» The exercise: Rewrite the lines from the one containing "point: groom" through the end of the records, inclusive, swapping "drain pipe" for "downspout" and leaving everything else as it is.

(Part of a data file)
────────────────

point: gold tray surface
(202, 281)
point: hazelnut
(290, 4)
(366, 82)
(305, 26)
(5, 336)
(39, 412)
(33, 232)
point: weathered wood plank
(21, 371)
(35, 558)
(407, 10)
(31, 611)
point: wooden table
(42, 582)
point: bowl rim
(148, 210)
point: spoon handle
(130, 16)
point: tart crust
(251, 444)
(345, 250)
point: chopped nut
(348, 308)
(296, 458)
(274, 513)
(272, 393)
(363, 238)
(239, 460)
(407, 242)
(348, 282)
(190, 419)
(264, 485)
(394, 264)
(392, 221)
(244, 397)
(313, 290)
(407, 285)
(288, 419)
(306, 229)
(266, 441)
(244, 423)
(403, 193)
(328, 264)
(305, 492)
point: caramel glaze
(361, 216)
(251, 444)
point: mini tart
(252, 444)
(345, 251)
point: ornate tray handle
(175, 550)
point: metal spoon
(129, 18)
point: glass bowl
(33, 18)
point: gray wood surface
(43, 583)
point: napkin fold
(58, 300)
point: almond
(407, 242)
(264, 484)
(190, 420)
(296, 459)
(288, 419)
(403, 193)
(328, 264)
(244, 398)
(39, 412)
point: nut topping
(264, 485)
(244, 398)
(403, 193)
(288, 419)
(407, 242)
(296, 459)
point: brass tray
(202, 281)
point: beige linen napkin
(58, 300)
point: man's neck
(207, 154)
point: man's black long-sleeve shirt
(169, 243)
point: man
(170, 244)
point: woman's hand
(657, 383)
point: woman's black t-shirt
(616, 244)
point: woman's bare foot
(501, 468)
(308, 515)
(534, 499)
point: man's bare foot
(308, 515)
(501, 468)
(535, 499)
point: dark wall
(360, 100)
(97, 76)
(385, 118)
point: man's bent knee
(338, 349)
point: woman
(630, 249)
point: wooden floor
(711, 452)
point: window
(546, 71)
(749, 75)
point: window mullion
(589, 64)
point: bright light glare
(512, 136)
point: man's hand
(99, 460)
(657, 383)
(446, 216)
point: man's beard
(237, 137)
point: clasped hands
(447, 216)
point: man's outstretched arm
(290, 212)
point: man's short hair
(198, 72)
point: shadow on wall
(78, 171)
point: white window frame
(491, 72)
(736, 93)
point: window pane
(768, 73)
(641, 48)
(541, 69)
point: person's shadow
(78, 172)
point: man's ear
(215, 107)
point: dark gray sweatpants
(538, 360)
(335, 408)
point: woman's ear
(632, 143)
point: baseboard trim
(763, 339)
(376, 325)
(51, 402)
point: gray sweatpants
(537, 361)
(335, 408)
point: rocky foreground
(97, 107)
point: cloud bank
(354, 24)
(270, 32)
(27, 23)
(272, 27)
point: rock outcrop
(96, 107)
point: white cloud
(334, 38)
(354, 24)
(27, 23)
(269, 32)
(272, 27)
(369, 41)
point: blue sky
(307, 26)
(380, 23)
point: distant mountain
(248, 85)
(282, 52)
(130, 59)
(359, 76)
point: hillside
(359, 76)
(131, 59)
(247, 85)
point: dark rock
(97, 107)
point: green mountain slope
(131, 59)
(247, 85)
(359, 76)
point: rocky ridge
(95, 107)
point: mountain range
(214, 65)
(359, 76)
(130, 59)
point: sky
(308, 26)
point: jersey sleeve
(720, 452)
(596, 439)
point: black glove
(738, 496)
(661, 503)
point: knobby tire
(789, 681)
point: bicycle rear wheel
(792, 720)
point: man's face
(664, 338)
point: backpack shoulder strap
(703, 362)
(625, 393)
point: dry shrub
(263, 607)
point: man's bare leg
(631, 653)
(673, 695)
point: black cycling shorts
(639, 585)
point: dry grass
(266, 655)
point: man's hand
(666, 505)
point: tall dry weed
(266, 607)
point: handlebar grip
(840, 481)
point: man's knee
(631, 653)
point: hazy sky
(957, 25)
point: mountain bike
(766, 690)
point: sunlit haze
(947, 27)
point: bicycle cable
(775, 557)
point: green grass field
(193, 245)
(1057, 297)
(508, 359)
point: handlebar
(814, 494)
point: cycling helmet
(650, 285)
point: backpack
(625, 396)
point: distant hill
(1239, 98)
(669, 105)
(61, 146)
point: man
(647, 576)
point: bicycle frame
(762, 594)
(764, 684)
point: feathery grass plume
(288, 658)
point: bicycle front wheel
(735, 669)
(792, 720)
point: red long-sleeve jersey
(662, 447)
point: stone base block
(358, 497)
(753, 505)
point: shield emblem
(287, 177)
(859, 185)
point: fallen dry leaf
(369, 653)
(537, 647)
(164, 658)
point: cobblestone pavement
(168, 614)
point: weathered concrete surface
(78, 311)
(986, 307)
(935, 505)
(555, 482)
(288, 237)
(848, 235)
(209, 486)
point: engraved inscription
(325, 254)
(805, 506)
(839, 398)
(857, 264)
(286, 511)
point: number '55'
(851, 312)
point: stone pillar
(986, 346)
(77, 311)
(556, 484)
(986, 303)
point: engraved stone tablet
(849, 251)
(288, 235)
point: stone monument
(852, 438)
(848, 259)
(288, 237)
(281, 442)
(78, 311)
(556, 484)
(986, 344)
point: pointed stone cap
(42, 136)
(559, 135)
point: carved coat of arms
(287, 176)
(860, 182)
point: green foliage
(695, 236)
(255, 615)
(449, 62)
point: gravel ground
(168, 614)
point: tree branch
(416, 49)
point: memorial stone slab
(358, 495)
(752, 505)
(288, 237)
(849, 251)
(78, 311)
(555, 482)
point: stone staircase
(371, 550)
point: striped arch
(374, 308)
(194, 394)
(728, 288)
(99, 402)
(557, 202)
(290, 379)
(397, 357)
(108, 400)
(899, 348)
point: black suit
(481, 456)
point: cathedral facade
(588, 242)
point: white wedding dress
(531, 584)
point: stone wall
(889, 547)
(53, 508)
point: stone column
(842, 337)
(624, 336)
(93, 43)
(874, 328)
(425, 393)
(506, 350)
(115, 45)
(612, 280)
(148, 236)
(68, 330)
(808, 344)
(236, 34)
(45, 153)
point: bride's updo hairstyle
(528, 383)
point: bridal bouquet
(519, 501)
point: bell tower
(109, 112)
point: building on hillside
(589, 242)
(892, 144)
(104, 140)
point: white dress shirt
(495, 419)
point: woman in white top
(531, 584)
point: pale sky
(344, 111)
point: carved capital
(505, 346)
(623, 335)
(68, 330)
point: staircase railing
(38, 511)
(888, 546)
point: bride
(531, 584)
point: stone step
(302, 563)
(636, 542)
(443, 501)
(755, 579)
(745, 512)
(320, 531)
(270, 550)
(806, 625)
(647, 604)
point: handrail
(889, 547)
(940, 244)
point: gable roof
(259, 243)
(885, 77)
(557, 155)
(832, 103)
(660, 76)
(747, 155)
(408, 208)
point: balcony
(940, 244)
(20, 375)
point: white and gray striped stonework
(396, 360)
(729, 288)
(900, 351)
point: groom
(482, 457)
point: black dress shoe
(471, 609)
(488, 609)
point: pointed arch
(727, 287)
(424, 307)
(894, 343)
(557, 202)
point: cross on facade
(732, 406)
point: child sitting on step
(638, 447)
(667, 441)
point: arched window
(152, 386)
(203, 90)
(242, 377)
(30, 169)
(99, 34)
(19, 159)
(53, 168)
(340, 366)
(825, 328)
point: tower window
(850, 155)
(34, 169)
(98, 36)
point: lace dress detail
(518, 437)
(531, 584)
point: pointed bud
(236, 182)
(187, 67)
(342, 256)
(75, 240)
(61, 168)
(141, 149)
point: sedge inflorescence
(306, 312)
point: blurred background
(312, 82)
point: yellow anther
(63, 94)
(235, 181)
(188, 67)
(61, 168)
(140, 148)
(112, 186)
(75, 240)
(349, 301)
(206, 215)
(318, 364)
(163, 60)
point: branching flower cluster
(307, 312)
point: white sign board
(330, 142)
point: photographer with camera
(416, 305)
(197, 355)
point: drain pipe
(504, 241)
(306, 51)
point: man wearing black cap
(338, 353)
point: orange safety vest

────────────────

» Answer for this exercise:
point: groom
(482, 457)
point: black dress shoe
(471, 609)
(488, 609)
point: pointed arch
(727, 287)
(424, 307)
(894, 343)
(557, 202)
point: cross on facade
(732, 406)
point: child sitting on step
(638, 447)
(667, 441)
point: arched window
(152, 386)
(203, 90)
(242, 377)
(30, 169)
(99, 34)
(19, 159)
(53, 168)
(340, 366)
(825, 328)
point: tower window
(850, 155)
(34, 169)
(98, 36)
point: lace dress detail
(518, 437)
(531, 584)
point: pointed bud
(236, 182)
(187, 67)
(342, 256)
(75, 240)
(61, 168)
(141, 149)
point: sedge inflorescence
(306, 312)
point: blurred background
(312, 82)
point: yellow anther
(63, 94)
(235, 181)
(188, 67)
(61, 168)
(140, 148)
(112, 186)
(75, 240)
(349, 301)
(206, 215)
(318, 364)
(163, 60)
point: branching flower cluster
(307, 312)
point: white sign board
(330, 142)
point: photographer with camera
(416, 305)
(197, 355)
point: downspout
(504, 241)
(306, 51)
point: man wearing black cap
(338, 353)
point: orange safety vest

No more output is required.